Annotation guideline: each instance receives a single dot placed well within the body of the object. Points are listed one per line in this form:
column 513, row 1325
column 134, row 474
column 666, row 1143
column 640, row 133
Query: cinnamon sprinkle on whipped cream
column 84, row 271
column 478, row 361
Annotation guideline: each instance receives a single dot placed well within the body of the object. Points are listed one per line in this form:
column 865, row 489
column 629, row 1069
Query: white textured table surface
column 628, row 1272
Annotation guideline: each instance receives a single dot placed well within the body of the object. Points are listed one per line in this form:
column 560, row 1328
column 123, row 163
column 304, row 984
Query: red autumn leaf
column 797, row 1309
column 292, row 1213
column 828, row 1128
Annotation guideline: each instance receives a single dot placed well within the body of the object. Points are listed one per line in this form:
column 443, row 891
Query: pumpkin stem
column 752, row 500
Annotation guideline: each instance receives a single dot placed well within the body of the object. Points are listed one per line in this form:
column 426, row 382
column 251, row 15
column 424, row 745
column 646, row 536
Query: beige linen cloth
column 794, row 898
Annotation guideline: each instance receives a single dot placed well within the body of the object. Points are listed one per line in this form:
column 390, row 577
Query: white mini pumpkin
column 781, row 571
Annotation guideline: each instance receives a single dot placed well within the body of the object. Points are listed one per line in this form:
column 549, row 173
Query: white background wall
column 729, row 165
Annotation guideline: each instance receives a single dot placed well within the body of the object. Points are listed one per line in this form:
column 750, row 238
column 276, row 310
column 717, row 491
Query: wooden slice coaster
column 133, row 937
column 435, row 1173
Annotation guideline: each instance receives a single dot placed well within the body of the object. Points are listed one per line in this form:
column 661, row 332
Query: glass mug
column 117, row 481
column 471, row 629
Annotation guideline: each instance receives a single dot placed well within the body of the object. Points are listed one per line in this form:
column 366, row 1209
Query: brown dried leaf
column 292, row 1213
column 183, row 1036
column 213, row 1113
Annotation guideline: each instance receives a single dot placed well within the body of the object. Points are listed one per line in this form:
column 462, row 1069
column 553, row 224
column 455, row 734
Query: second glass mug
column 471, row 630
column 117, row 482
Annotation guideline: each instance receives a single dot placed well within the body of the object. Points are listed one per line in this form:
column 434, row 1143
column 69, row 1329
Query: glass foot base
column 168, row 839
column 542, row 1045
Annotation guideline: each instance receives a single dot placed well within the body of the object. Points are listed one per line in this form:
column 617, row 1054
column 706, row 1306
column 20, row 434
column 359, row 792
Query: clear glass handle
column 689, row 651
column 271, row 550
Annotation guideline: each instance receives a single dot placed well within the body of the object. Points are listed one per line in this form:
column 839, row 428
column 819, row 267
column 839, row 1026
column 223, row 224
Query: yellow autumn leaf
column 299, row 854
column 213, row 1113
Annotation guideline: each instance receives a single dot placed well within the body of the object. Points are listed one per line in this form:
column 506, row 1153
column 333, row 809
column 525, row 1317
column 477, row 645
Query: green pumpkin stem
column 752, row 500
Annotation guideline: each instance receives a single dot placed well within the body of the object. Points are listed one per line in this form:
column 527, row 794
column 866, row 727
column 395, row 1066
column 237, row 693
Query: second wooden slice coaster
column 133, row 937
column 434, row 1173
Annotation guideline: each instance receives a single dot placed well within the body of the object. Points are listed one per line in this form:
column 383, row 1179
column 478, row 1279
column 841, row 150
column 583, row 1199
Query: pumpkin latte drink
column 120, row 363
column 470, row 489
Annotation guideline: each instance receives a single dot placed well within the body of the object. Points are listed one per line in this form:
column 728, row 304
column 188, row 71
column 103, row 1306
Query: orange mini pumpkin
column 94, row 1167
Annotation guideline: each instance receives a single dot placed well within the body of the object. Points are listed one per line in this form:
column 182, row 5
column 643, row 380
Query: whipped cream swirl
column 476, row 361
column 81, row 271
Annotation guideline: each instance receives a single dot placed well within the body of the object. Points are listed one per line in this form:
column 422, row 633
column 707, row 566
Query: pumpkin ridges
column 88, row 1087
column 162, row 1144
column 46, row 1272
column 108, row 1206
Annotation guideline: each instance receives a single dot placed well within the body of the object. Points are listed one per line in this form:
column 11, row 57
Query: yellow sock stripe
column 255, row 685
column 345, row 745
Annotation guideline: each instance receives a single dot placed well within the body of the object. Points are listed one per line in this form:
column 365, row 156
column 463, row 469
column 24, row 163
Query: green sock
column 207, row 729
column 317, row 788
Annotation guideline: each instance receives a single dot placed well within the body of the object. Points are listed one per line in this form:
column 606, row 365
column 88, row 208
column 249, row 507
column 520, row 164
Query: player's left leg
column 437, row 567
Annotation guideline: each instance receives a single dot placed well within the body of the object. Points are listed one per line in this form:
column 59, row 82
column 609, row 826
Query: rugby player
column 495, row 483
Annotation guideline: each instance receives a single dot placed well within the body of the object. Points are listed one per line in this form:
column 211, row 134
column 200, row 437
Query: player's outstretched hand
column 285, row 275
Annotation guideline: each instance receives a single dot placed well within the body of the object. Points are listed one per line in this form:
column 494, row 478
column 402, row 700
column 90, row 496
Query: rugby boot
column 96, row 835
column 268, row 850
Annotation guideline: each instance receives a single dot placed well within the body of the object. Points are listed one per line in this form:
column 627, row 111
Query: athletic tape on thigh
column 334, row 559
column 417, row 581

************

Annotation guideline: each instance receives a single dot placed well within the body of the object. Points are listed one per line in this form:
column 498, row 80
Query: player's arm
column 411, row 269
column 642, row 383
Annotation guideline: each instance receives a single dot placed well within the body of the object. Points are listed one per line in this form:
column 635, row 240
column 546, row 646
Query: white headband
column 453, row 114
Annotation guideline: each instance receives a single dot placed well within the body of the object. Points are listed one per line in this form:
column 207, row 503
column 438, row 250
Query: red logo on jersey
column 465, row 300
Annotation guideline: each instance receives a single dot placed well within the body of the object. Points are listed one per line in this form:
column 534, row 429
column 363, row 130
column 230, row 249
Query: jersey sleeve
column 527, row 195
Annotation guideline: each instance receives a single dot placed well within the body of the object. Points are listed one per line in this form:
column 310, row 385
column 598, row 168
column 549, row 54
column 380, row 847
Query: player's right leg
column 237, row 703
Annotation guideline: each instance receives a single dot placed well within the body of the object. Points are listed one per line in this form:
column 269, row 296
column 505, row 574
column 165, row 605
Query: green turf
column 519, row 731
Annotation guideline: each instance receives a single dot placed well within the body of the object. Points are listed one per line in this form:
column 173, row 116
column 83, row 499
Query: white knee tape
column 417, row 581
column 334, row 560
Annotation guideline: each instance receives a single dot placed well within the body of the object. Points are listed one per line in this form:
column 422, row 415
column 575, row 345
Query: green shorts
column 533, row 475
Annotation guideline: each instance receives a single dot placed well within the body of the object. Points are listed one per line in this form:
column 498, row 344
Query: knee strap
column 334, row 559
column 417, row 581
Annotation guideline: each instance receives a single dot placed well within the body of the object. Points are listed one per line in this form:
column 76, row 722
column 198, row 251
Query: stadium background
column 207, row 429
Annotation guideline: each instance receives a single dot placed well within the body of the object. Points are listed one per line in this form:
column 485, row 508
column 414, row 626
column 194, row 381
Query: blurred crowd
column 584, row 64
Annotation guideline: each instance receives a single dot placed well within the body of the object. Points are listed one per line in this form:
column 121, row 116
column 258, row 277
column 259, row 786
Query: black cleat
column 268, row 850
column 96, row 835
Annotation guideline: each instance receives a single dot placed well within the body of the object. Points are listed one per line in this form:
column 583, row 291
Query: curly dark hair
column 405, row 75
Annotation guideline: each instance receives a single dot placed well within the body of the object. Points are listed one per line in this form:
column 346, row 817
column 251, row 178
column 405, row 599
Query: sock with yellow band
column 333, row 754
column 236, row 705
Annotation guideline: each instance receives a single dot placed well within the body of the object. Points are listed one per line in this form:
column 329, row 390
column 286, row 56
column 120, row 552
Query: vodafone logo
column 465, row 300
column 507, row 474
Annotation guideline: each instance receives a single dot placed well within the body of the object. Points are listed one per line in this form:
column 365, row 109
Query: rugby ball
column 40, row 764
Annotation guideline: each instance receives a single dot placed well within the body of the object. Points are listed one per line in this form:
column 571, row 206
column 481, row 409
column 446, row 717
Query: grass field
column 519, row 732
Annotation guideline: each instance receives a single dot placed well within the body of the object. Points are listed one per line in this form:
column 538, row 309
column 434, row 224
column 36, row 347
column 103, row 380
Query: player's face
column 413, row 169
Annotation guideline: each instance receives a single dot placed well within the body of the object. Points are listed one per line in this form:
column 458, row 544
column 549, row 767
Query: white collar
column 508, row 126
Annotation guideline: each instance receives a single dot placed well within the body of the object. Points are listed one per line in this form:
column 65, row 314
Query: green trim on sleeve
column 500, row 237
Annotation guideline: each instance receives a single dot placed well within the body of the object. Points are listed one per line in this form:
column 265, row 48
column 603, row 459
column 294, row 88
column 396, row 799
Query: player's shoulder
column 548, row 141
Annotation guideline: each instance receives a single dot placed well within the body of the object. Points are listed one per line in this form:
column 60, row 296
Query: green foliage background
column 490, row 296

************

• Instructions for the task
From the entries above, pull out each line that contains the string "yellow". Only lines where its capitalization matches count.

• The solution
Query: yellow autumn leaf
Query: yellow sock stripe
Query: sock with yellow band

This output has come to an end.